■ **REQUEST**: Transcribe only the part of the listing below that begins at the line containing "of the outstretched" and runs to its final line, keeping both ends.

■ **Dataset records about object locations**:
BEGIN
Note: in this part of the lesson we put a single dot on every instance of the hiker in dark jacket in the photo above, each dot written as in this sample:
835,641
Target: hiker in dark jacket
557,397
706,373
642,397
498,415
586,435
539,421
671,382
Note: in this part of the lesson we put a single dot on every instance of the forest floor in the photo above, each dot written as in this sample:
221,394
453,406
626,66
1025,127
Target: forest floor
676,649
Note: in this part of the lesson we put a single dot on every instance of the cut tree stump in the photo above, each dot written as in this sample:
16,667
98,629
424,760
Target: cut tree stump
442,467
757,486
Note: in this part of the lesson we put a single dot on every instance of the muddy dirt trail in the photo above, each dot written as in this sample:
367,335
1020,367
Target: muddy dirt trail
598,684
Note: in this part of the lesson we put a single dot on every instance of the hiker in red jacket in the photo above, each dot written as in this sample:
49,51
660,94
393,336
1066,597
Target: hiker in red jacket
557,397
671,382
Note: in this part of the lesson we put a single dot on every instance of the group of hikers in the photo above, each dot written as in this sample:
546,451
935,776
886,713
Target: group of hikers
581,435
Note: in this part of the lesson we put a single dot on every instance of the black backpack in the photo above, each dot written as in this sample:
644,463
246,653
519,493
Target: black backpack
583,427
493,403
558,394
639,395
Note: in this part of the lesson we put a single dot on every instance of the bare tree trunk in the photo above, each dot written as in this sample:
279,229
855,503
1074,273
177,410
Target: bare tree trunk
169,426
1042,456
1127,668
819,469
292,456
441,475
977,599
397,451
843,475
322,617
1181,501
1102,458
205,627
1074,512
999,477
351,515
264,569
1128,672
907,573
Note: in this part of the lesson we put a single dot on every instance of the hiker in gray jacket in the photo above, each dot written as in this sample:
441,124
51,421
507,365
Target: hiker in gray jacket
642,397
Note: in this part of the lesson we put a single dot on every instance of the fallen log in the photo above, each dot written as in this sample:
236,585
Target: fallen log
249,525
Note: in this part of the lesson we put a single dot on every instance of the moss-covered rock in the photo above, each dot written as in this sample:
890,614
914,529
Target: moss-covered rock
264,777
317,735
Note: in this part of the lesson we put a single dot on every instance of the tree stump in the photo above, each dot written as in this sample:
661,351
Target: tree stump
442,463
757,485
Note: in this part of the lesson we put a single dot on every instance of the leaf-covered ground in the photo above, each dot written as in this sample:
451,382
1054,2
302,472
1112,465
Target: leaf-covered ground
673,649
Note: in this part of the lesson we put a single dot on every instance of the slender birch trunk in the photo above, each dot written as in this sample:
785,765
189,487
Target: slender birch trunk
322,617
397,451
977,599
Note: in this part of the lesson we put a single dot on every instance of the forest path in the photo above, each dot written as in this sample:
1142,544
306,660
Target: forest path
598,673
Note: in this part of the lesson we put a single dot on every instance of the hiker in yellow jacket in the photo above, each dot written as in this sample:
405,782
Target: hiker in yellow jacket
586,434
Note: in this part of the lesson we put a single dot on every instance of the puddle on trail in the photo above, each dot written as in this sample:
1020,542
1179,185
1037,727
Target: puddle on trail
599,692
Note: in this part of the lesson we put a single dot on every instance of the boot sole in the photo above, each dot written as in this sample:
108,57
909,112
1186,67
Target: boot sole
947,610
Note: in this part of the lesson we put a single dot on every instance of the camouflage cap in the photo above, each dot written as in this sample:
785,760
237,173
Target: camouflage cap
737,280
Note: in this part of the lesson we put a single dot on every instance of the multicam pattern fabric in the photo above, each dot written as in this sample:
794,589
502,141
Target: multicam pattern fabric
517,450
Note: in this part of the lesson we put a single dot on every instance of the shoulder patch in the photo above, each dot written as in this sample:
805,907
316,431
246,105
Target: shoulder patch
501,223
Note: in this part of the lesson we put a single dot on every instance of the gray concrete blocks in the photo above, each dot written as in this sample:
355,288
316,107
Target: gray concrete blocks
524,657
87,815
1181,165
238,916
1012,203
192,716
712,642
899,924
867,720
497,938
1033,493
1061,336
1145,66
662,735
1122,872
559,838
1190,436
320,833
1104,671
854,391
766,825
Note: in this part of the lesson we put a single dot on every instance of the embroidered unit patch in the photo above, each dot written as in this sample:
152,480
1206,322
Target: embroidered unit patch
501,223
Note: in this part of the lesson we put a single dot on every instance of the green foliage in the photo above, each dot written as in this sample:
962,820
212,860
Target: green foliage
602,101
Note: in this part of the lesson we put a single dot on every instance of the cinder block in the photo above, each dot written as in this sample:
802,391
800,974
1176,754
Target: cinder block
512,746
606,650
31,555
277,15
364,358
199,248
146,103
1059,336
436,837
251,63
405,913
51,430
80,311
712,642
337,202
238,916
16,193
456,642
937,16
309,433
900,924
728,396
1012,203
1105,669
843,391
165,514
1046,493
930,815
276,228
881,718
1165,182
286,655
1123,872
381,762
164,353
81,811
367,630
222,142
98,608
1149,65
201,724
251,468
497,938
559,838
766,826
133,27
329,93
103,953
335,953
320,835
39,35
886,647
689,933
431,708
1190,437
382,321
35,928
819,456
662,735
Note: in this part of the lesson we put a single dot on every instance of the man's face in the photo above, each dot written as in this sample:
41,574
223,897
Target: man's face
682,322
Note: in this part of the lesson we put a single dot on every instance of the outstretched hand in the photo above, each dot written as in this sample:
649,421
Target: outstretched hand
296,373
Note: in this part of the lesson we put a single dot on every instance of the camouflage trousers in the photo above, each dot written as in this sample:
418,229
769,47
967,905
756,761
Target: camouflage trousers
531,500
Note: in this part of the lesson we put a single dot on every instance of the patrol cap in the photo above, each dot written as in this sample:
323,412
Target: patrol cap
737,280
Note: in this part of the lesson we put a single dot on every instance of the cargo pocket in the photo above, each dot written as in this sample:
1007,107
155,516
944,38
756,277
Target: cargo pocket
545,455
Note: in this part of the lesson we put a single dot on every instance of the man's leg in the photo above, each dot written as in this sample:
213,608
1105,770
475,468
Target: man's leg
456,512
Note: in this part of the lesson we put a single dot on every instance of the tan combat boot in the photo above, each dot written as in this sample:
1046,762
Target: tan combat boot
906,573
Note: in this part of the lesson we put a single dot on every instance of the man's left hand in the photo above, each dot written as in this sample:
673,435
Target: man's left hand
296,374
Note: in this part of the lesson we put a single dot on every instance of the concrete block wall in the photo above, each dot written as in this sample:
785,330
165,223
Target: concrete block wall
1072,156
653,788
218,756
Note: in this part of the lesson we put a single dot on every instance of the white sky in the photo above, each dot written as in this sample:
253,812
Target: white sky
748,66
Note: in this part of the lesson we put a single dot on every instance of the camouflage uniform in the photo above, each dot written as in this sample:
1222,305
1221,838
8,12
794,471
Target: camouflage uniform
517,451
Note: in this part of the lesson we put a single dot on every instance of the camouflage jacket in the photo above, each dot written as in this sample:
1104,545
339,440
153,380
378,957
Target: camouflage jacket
END
■ **THE OUTPUT**:
Note: in this part of the lesson we put a single dot on every instance of the outstretched hand in the photo above, each dot written as in this sample:
649,421
Target: outstretched hand
296,373
Note: in this part of the lesson we put a single dot on every instance of the camouflage trousers in the photo above, each dot written as in this sample:
418,229
769,47
967,905
756,761
Target: camouflage trousers
531,500
Note: in this part of the lesson we put a single dot on every instance of the patrol cap in the photo above, each dot written as in this sample:
323,412
Target: patrol cap
737,280
Note: in this part of the lesson we put a single dot on every instance of the cargo pocket in the photo above, each dot written as in this sample:
1007,107
155,516
944,38
756,277
Target: cargo pocket
545,455
Note: in this part of the lesson we put a single dot on every instance of the man's leg in the photo above, each dot written as in this sample:
213,608
1105,770
475,468
Target: man's leg
456,512
Note: in this part of the lesson we put a single dot on every instance of the tan combat boot in the photo above, each dot written as in this sample:
1046,762
Target: tan combat boot
906,573
Note: in this part of the lesson we put a single dot on every instance of the man's left hand in the photo above, each dot written as in this sample:
673,435
Target: man's left hand
296,374
Note: in this part of the lesson we put a single dot on every instance of the concrete block wall in the photo above, each dot written as in this sample:
785,330
165,223
Target: concrete block wall
1072,156
653,788
218,756
Note: in this part of the lesson we put a single dot on every instance of the white sky in the photo above, each dot written as in this sample:
253,812
Target: white sky
748,66
Note: in this part of the lesson we put a single dot on every instance of the camouflage uniform in the photo above, each dot written as in this sample:
1222,305
1221,838
8,12
794,471
Target: camouflage uniform
517,451
Note: in this part of the lesson we put a single dot on every instance of the camouflage jacket in the photo above, each dot written as in this sample:
1104,545
339,440
153,380
378,957
Target: camouflage jacket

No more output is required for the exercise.